**What the task requires:** Offset every coordinate in the answers by -18 and reproduce the records, requests included, starting with the first line of the records and going on through the line containing "POLYGON ((996 600, 887", both ends inclusive.

■ ■ ■ ■ ■

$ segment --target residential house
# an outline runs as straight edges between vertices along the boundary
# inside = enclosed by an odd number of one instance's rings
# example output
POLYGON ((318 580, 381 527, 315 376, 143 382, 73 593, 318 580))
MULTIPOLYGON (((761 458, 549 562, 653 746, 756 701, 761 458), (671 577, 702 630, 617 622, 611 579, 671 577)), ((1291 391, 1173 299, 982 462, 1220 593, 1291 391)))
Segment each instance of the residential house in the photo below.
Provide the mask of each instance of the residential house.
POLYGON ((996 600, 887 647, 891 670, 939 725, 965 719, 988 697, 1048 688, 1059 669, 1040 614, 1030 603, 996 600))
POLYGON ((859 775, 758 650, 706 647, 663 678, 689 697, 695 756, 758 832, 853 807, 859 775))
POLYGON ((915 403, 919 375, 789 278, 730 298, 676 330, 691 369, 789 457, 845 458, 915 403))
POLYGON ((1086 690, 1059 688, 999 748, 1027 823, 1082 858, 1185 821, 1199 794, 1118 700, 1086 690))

■ ■ ■ ■ ■

**Answer to this problem:**
$ segment --target residential house
# an outline runs as straight edges between vertices along the boundary
# inside = enclosed by an odd number of one instance's rings
# example output
POLYGON ((318 580, 381 527, 315 376, 143 382, 73 593, 318 580))
MULTIPOLYGON (((761 458, 549 562, 653 746, 756 701, 761 458), (671 577, 702 630, 617 622, 611 579, 671 577)), ((1291 391, 1173 299, 982 462, 1220 593, 1291 391)))
Segment each instance of the residential house in the photo below.
Provide the mask of each instance of the residential house.
POLYGON ((978 582, 869 629, 873 652, 921 707, 947 701, 970 679, 1030 670, 1041 651, 1022 596, 1012 585, 978 582))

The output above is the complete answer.